(Excerpts from a point labeling dataset)
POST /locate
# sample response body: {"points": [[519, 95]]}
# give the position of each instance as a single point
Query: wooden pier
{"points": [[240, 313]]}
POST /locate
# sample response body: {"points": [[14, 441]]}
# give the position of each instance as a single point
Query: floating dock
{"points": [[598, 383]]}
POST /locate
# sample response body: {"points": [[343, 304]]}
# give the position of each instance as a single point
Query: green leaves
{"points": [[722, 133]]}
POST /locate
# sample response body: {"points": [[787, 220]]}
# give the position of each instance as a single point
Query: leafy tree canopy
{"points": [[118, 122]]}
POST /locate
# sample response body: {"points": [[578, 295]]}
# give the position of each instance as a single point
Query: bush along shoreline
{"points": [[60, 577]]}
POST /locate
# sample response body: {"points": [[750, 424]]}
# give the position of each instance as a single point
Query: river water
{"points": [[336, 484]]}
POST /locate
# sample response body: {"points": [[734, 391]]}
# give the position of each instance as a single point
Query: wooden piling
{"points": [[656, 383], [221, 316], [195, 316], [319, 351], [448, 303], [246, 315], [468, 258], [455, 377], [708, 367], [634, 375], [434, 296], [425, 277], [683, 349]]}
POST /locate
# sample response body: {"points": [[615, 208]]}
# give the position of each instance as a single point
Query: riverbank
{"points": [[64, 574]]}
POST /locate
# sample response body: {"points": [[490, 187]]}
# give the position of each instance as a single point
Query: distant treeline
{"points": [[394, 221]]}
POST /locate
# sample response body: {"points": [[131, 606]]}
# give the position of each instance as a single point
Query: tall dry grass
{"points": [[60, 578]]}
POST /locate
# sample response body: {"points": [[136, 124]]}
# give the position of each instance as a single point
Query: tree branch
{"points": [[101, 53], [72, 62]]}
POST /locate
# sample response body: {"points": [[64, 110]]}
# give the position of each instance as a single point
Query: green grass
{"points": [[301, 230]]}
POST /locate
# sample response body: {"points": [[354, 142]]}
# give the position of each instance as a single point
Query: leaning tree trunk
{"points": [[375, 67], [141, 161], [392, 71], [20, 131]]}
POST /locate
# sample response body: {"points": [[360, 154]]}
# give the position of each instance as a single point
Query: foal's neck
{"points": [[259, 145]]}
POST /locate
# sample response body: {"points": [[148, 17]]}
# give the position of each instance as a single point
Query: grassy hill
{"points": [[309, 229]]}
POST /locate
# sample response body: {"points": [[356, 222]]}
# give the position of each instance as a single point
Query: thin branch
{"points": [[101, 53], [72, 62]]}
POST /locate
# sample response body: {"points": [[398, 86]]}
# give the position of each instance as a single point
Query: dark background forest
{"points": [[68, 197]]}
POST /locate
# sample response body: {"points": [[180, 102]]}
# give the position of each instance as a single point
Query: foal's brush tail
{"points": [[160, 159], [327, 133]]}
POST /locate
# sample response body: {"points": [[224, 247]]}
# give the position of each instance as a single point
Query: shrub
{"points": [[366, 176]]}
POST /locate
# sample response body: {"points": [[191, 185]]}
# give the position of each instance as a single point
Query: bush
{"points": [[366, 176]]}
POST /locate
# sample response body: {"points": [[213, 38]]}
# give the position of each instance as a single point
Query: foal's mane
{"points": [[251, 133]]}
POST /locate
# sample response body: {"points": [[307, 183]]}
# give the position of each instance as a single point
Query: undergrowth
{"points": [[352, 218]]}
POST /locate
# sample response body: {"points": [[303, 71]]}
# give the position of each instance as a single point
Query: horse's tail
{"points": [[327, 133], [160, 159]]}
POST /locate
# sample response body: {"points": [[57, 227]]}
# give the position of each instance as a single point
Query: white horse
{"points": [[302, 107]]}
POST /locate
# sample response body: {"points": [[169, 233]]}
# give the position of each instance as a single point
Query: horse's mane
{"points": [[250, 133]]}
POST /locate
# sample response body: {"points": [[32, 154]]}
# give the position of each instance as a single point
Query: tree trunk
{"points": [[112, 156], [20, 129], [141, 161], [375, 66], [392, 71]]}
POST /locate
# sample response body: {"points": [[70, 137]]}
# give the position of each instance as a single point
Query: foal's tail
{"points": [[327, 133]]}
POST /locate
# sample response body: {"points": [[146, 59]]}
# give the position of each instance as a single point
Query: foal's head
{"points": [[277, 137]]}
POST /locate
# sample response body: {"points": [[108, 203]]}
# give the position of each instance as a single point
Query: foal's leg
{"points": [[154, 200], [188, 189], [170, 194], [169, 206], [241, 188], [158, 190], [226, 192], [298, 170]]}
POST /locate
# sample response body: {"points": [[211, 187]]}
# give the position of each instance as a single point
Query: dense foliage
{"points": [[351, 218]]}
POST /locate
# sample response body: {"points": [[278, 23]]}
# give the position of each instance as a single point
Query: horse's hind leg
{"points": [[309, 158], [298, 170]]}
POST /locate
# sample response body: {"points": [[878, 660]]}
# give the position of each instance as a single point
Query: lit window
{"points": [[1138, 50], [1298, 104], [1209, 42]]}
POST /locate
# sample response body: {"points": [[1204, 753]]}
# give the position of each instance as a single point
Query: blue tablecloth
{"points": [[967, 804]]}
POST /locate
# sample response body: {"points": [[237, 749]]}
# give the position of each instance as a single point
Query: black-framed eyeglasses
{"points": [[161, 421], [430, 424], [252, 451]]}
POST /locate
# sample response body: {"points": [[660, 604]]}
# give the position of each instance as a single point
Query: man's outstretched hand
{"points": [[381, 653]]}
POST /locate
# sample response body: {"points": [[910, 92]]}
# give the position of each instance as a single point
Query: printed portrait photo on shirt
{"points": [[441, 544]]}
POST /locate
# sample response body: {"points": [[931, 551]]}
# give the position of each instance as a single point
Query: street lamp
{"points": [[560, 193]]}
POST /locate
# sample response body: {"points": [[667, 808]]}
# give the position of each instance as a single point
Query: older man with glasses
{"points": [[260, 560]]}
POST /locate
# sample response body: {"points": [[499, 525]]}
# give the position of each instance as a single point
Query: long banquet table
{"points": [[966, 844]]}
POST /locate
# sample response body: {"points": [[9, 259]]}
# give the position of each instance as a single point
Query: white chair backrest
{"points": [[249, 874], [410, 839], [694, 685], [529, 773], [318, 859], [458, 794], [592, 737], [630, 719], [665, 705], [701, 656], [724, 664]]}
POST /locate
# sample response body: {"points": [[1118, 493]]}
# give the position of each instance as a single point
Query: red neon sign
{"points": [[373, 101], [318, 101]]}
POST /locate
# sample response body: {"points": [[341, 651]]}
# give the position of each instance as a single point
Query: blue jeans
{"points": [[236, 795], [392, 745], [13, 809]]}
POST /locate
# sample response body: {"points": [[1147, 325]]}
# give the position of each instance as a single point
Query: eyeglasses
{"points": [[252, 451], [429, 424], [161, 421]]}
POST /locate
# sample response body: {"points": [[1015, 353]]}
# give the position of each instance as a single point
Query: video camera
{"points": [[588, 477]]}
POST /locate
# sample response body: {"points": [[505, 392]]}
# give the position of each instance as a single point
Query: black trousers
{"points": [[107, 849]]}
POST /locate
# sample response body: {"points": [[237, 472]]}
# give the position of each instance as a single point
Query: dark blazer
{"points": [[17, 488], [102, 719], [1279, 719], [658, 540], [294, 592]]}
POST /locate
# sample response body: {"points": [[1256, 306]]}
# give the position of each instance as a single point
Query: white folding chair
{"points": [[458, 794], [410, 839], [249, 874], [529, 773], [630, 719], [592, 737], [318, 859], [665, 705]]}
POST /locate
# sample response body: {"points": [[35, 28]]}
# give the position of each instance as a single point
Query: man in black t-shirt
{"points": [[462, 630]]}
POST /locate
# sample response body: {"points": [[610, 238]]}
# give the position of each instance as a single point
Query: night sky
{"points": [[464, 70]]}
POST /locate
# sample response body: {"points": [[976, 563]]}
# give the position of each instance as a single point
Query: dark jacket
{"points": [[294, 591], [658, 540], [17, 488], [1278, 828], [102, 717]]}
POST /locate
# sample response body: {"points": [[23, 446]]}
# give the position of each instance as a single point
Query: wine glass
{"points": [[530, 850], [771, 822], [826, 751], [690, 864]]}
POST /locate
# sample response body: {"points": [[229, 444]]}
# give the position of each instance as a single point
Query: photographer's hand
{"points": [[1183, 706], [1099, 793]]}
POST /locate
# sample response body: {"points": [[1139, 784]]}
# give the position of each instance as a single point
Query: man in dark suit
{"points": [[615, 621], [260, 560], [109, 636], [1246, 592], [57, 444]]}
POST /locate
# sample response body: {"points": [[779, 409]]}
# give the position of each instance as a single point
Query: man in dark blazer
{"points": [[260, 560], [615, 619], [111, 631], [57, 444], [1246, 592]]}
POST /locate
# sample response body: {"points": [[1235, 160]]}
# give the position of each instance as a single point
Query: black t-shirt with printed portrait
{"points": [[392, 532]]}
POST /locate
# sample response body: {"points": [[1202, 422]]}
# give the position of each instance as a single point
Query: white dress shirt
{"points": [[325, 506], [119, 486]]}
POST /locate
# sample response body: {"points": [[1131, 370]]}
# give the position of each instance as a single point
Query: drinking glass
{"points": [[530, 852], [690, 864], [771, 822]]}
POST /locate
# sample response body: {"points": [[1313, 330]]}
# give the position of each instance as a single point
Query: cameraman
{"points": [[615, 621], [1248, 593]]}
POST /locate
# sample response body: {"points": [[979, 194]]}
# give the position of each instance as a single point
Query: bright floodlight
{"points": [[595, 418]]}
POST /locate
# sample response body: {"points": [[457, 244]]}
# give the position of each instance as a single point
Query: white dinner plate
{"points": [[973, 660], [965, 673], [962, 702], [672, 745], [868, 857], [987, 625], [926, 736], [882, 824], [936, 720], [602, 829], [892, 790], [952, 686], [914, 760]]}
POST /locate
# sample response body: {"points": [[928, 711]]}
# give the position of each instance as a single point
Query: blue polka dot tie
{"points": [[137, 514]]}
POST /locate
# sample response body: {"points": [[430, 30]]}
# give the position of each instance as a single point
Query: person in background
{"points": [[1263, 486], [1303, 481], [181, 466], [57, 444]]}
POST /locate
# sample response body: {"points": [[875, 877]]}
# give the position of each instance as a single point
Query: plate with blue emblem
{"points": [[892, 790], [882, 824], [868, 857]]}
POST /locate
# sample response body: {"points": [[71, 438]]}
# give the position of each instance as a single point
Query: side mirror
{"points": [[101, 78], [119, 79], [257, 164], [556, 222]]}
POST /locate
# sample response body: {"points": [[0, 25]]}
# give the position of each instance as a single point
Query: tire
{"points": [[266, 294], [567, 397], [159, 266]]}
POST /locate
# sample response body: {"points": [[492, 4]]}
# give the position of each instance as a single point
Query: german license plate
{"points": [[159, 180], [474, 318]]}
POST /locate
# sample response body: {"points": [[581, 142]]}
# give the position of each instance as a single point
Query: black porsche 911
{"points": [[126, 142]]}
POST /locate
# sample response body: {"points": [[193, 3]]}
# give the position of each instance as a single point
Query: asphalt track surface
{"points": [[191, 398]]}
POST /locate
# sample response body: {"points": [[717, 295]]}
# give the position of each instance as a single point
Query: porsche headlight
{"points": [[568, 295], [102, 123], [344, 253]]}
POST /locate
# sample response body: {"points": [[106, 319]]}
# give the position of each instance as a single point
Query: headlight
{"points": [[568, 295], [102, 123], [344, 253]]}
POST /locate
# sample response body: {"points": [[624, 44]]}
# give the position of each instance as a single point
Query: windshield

> [WORK INSTRUCTIONS]: Find every line in the listing above that contains the string "horse", and copy each of those lines. Treat uppercase and lowercase as different.

> [FULL RESPONSE]:
Query: horse's tail
Query: white horse
Query: horse's mane
Query: horse's hind leg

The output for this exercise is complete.